Entries from a point annotation set:
━━━━━━━━━━

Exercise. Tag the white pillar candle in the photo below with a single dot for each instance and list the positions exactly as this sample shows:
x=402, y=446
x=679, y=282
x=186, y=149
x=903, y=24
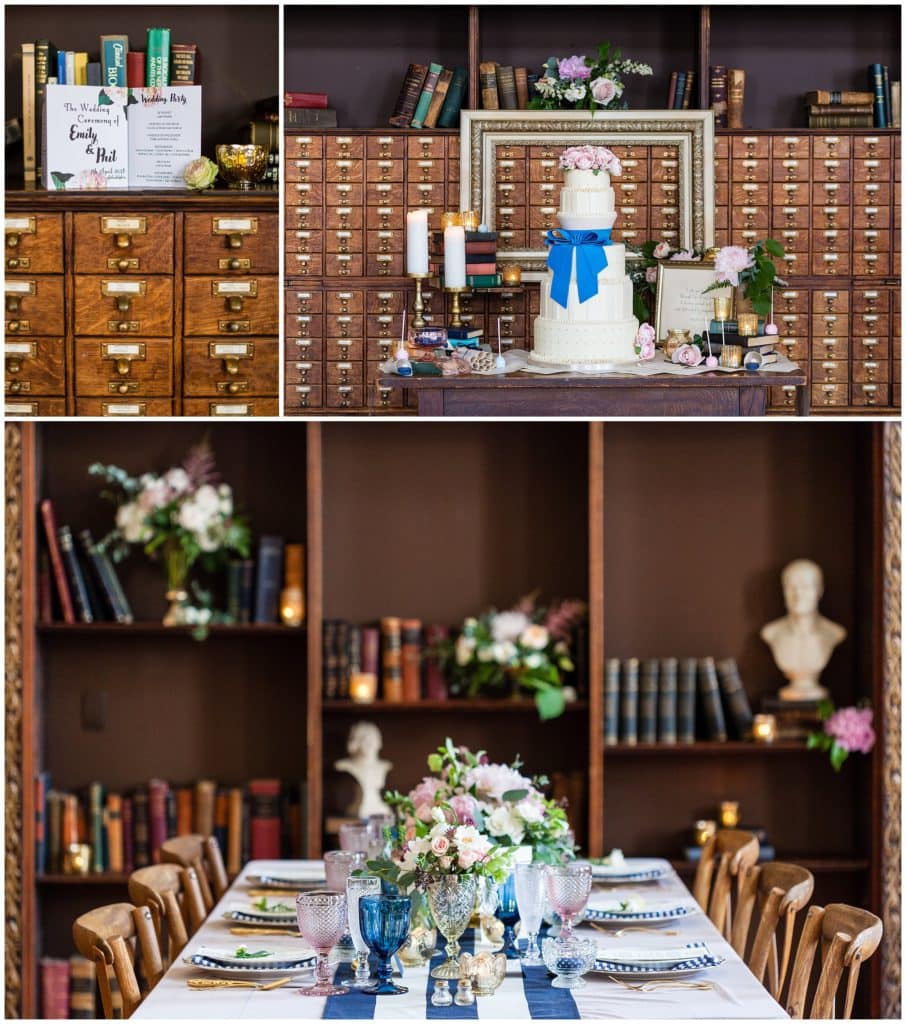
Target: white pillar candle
x=417, y=242
x=455, y=257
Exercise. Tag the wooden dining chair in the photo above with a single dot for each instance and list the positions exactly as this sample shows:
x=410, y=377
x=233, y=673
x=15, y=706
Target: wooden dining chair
x=846, y=936
x=202, y=853
x=724, y=857
x=108, y=936
x=173, y=895
x=768, y=894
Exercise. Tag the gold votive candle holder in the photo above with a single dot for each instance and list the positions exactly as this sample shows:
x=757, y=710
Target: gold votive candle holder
x=764, y=728
x=731, y=355
x=363, y=687
x=729, y=813
x=747, y=325
x=703, y=829
x=77, y=859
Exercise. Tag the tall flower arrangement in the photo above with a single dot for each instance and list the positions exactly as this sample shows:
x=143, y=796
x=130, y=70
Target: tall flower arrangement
x=528, y=645
x=506, y=807
x=586, y=83
x=180, y=517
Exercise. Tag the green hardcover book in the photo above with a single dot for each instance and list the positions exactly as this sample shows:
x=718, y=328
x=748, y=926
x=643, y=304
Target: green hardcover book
x=113, y=59
x=157, y=67
x=45, y=67
x=449, y=113
x=427, y=92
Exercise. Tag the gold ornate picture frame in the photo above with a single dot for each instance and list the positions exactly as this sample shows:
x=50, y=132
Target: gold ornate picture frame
x=482, y=132
x=681, y=299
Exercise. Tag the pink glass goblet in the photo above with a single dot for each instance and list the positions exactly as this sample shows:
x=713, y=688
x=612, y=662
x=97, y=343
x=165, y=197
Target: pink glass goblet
x=321, y=916
x=568, y=888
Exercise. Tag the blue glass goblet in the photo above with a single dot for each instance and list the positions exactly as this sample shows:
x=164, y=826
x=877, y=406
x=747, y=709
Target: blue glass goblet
x=508, y=913
x=384, y=924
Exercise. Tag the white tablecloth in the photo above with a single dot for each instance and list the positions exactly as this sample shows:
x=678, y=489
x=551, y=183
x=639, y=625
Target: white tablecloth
x=736, y=993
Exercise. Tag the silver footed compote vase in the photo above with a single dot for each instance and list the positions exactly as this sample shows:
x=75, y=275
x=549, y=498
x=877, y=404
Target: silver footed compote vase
x=451, y=898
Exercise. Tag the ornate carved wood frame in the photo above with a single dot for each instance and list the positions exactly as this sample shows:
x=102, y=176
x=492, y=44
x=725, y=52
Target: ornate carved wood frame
x=18, y=879
x=691, y=131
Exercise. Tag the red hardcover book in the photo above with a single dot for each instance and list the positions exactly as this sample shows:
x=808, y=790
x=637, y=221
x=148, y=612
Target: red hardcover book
x=135, y=69
x=306, y=100
x=157, y=816
x=128, y=859
x=62, y=587
x=54, y=988
x=264, y=815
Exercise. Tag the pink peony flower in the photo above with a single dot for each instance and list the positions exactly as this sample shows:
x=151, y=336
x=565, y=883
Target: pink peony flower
x=573, y=68
x=851, y=727
x=688, y=355
x=730, y=262
x=603, y=90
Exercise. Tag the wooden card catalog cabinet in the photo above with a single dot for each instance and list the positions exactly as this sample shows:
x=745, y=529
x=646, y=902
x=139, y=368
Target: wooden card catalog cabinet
x=110, y=299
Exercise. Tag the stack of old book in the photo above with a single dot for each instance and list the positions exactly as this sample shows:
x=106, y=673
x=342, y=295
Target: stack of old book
x=303, y=111
x=431, y=96
x=828, y=109
x=654, y=700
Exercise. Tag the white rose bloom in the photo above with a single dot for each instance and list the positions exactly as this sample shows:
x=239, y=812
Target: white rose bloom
x=177, y=479
x=508, y=626
x=465, y=648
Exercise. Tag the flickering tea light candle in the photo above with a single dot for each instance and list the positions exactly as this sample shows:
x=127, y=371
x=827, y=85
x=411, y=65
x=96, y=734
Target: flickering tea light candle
x=455, y=257
x=764, y=728
x=417, y=242
x=729, y=813
x=363, y=687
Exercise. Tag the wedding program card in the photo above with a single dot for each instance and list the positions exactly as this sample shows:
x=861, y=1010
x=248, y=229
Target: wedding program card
x=165, y=133
x=86, y=138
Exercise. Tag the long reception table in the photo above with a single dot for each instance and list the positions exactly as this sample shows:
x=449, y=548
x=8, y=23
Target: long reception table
x=525, y=993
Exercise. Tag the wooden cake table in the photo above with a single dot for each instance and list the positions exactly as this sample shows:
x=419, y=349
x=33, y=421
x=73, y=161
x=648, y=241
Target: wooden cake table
x=743, y=393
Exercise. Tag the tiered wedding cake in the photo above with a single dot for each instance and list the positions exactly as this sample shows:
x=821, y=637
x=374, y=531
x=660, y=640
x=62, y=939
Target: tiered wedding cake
x=600, y=330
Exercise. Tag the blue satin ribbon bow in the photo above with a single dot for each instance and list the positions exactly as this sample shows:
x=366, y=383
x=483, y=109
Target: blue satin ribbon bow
x=590, y=261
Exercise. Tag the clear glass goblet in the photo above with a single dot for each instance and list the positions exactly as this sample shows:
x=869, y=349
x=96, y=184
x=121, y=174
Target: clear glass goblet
x=321, y=918
x=451, y=898
x=355, y=889
x=355, y=836
x=339, y=864
x=530, y=900
x=568, y=888
x=384, y=923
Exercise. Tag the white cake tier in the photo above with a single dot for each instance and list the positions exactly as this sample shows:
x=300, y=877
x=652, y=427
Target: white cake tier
x=613, y=302
x=597, y=344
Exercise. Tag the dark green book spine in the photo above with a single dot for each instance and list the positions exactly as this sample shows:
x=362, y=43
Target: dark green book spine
x=449, y=113
x=666, y=701
x=735, y=698
x=648, y=701
x=611, y=701
x=686, y=701
x=629, y=701
x=710, y=699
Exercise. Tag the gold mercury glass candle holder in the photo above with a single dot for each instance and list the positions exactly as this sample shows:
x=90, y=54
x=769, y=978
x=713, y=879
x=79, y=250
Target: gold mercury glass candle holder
x=242, y=166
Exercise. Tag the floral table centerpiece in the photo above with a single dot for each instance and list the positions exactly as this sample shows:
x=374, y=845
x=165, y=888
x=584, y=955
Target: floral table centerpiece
x=181, y=517
x=586, y=83
x=527, y=646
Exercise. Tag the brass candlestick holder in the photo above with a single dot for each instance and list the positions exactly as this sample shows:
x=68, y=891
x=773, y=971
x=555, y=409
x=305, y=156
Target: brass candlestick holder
x=456, y=312
x=419, y=321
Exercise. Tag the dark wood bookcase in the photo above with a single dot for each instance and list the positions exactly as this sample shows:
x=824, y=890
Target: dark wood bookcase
x=675, y=534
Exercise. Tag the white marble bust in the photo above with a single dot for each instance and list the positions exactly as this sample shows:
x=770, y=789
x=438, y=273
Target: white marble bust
x=367, y=768
x=803, y=640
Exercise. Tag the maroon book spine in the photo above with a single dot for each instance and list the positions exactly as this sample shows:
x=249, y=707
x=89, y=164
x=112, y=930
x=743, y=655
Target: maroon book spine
x=157, y=813
x=62, y=587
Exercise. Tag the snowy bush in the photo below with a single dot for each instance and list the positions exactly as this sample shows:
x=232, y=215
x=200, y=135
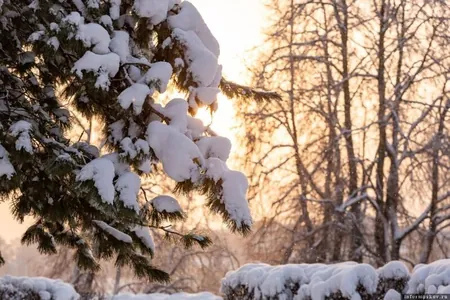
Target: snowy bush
x=346, y=280
x=39, y=288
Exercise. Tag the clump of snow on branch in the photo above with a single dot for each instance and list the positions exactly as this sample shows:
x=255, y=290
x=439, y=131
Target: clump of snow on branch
x=155, y=10
x=21, y=131
x=176, y=151
x=46, y=288
x=215, y=146
x=189, y=19
x=120, y=45
x=128, y=185
x=101, y=171
x=6, y=168
x=203, y=63
x=165, y=203
x=176, y=110
x=117, y=234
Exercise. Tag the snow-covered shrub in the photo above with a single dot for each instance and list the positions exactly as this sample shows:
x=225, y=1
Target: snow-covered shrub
x=347, y=280
x=38, y=288
x=302, y=282
x=433, y=278
x=394, y=275
x=178, y=296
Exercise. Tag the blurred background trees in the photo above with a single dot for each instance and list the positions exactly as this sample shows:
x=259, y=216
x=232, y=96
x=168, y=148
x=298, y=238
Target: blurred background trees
x=358, y=146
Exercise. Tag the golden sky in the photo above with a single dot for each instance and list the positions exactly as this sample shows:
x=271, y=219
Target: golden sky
x=237, y=25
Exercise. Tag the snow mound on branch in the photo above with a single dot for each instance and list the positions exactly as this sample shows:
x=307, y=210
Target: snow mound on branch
x=175, y=150
x=117, y=234
x=207, y=95
x=203, y=64
x=46, y=288
x=215, y=146
x=6, y=168
x=93, y=34
x=155, y=10
x=128, y=185
x=143, y=233
x=431, y=278
x=136, y=95
x=101, y=171
x=190, y=19
x=74, y=18
x=234, y=195
x=165, y=203
x=21, y=130
x=195, y=128
x=158, y=296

━━━━━━━━━━

__Your objective__. Rewrite the stretch from the line containing "Exercise. Tag the snow-covered" through the end of the records, replacing "golden sky" with "amber sky" and leaving everything else unchanged.

__Finished exercise__.
Exercise. Tag the snow-covered shrub in the photo above with a single dot for each instance and list the positions exactly as this sample shows:
x=225, y=1
Target: snow-covered shrub
x=347, y=280
x=38, y=288
x=302, y=282
x=433, y=278
x=394, y=275
x=178, y=296
Exercise. Tag the blurred background trees in the photo above with a single dot for each instance and list the positions exactly as this sample shows:
x=259, y=216
x=232, y=96
x=168, y=148
x=298, y=238
Target: blurred background trees
x=358, y=146
Exercise. Tag the amber sky in the photo above with a single dot for each instance and list the positions exactly as this sample shows:
x=271, y=219
Target: amber sky
x=237, y=25
Exercise. Tag the snow mound on branch in the photo above with a single dot for each instance and list the positions exactly as this sample shows:
x=307, y=210
Target: snow mound on branch
x=175, y=150
x=117, y=234
x=207, y=95
x=203, y=64
x=46, y=288
x=215, y=146
x=6, y=168
x=93, y=34
x=155, y=10
x=128, y=185
x=143, y=233
x=431, y=278
x=136, y=95
x=101, y=171
x=190, y=19
x=74, y=18
x=234, y=195
x=165, y=203
x=21, y=130
x=195, y=128
x=158, y=296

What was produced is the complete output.